WRITTEN TASKS
1: Decide whether each statement agrees with the Apollon Front End text: (a) The OPCPA stage output was compressed with the Apollon stretcher. (b) The OPCPA stage produces output pulses of about 60 ps. (c) The Wizzler measurement appears in the lower part of Figure 3. For each one, answer yes or no and quote the words of the text that decide it.
2: According to the Apollon Front End text, which two technologies does the Front End combine?
3: Summarize the Apollon Front End text in two sentences.

SOURCE PASSAGE
__________

The Front End of Apollon combines two powerful technologies to provide large bandwidth, high-contrast pulses to the input of the main amplification section. Crossed polarized wave (XPW) generation and OPCPA, operating in the few picosecond regime, guarantee the generation of sub-10 fs pulses with a contrast estimated to be as high as $10^{14}$[5]. In Figure 2 a simplified schematic of the pulse characteristics evolution through the different stages of the Front End is shown. More details on the Apollon OPCPA and in particular on the OPCPA-pump challenges are given in Refs. [613].

Figure 2. Simplified diagram of the pulse characteristics evolution in the Front End of the Apollon laser.

To quantify these characteristics the output of the OPCPA stage of the Front End has been compressed using the Apollon stretcher, near the zero dispersion range, as a compressor for the few picosecond (6 ps) output pulses. In Figure 3 a Wizzler measurement of the compressed pulses is shown (upper part) as well as a high dynamic range third-order autocorrelation trace (lower part). We observe that the pulses can indeed be compressed in the intended range (below 10 fs) with a high amplified spontaneous emission (ASE) contrast limited by the dynamic range of the third-order autocorrelator $({\sim}10^{12})$ and its spectral acceptance (${\sim}50~\text{fs}$).

__________

GIVEN ENTRIES
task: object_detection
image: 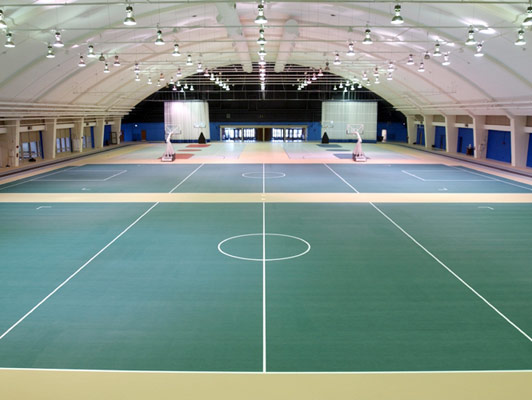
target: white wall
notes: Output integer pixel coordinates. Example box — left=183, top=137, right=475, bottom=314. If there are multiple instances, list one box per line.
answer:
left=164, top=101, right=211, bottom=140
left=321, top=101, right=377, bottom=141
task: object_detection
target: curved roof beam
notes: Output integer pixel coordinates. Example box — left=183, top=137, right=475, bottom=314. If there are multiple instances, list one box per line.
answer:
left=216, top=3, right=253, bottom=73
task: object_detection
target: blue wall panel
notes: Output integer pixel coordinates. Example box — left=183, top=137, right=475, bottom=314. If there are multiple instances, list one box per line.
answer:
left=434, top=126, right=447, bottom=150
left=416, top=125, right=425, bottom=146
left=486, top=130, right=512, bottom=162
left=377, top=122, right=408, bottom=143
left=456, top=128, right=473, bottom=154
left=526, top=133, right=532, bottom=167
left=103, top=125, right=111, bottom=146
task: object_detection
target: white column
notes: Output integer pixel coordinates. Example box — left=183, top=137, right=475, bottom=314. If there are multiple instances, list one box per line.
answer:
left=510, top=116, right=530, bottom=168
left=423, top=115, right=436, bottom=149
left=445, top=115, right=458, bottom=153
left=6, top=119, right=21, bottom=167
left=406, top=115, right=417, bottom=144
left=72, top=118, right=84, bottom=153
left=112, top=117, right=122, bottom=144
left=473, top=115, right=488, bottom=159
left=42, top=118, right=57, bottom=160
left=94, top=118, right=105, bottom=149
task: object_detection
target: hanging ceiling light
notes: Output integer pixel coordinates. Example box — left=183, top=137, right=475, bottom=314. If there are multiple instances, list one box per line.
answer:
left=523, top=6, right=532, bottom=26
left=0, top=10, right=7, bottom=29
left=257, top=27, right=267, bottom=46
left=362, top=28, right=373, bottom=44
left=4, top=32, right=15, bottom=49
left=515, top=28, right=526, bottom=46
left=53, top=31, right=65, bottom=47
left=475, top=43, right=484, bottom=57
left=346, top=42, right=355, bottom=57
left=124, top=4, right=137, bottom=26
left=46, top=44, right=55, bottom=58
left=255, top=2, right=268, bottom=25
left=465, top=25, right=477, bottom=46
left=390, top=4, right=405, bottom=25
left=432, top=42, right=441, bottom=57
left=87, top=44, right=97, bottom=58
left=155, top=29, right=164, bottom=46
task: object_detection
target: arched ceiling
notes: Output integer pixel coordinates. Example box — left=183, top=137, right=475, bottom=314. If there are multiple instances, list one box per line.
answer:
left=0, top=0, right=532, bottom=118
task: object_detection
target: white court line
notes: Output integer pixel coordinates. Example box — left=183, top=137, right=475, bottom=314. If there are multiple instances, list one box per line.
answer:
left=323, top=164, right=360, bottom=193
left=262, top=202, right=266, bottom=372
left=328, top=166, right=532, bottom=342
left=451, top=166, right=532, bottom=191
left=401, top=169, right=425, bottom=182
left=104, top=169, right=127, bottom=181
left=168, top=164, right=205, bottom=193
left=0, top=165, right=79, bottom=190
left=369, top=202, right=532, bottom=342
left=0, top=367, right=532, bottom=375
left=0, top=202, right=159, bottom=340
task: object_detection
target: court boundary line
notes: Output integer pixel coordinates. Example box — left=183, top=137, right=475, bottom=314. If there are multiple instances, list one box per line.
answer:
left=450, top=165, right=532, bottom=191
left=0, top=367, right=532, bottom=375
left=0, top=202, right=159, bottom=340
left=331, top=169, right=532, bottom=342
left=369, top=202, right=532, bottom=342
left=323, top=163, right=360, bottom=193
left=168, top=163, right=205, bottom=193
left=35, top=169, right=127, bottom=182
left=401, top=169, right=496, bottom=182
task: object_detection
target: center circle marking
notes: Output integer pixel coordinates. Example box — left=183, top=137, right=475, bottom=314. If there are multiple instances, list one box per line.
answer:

__________

OUTPUTS IN ORDER
1:
(a) Yes: "the output of the OPCPA stage of the Front End has been compressed using the Apollon stretcher"
(b) No: "the few picosecond (6 ps) output pulses"
(c) No: "a Wizzler measurement of the compressed pulses is shown (upper part)"

2: Crossed polarized wave (XPW) generation and OPCPA.

3: The Apollon Front End combines crossed polarized wave generation and OPCPA to supply large-bandwidth, high-contrast pulses to the main amplification section, with durations under 10 fs and a contrast estimated at up to 10^14. After the OPCPA output was compressed with the Apollon stretcher, measurements showed pulses below 10 fs with a high ASE contrast, limited by the dynamic range and spectral acceptance of the third-order autocorrelator.